GOAL: Please reproduce the rows starting at the line containing "of the dark" and ending at the last row, requests included, multiplying every x and y point coordinate in the answers by 1.25 and rounding to whole numbers, halves up. Keep the numbers in the requests and their format samples as they are.

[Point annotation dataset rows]
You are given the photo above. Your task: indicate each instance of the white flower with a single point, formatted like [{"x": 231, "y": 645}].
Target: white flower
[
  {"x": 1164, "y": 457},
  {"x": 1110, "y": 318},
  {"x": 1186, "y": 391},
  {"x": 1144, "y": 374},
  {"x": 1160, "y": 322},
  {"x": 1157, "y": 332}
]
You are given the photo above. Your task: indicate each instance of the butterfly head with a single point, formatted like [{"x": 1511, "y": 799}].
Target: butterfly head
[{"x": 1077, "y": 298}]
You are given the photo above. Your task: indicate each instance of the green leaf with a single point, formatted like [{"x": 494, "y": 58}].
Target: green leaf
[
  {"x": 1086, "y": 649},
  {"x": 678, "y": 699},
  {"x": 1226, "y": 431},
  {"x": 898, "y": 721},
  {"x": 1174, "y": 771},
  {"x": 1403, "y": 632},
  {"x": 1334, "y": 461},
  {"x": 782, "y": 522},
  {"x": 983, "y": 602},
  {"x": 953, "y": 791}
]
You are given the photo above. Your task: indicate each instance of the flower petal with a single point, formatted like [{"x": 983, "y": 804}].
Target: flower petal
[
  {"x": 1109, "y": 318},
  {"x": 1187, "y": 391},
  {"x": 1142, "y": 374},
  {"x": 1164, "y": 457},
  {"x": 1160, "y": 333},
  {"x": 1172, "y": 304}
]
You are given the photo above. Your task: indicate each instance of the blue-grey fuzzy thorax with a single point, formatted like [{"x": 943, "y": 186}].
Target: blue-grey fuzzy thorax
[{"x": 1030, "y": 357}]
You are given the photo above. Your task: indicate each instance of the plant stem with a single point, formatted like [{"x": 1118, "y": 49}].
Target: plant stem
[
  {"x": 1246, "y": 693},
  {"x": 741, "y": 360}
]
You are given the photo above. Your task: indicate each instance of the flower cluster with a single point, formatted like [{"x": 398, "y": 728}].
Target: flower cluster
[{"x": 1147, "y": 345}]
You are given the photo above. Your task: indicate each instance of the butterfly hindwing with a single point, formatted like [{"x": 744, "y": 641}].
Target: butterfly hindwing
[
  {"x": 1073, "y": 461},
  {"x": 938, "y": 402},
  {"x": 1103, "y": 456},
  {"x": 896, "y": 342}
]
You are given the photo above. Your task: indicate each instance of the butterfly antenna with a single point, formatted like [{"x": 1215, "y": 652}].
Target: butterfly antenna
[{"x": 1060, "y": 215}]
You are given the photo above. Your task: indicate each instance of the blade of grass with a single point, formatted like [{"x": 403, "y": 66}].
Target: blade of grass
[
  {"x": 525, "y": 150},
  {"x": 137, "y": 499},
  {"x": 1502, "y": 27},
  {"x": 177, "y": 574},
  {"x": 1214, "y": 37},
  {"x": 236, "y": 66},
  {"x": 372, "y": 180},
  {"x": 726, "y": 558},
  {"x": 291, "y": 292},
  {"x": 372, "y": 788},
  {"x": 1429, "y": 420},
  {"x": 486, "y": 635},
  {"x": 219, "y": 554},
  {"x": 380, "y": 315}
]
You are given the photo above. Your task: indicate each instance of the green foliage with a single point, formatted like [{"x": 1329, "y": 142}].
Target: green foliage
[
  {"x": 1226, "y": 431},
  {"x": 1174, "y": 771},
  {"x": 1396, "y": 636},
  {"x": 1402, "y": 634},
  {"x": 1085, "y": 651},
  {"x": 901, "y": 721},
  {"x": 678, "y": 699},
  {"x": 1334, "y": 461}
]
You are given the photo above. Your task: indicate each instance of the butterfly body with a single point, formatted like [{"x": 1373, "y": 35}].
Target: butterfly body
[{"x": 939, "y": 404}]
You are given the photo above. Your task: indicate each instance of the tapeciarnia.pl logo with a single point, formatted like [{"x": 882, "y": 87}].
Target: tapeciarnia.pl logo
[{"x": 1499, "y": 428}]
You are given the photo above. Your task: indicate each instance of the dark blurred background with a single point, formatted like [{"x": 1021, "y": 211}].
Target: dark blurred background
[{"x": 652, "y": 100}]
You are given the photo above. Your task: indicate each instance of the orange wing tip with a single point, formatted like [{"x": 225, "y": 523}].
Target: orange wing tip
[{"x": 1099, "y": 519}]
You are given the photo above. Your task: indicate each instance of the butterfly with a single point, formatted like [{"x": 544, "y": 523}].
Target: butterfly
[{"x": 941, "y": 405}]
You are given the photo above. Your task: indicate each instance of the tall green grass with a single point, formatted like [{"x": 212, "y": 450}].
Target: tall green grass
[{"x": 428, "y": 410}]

TASK SOLUTION:
You are given the photo above. Your task: indicate each instance of the dark blurred background with a single point, formatted like [{"x": 1021, "y": 211}].
Target: dark blurred background
[{"x": 815, "y": 125}]
You are given the photo above. Your task: indicate each instance of the orange wing tip with a single point, formatted like [{"x": 225, "y": 523}].
Target: orange wing tip
[{"x": 1374, "y": 649}]
You are given the photo above. Your task: indicate each instance of the butterfly with a single point, formatted like [{"x": 544, "y": 523}].
Target: butterfly
[{"x": 1176, "y": 506}]
You are given the photo above. Your task: indicate each instance of the tall green grass with a single point, formatted like [{"x": 212, "y": 450}].
Target: tall green grass
[{"x": 535, "y": 513}]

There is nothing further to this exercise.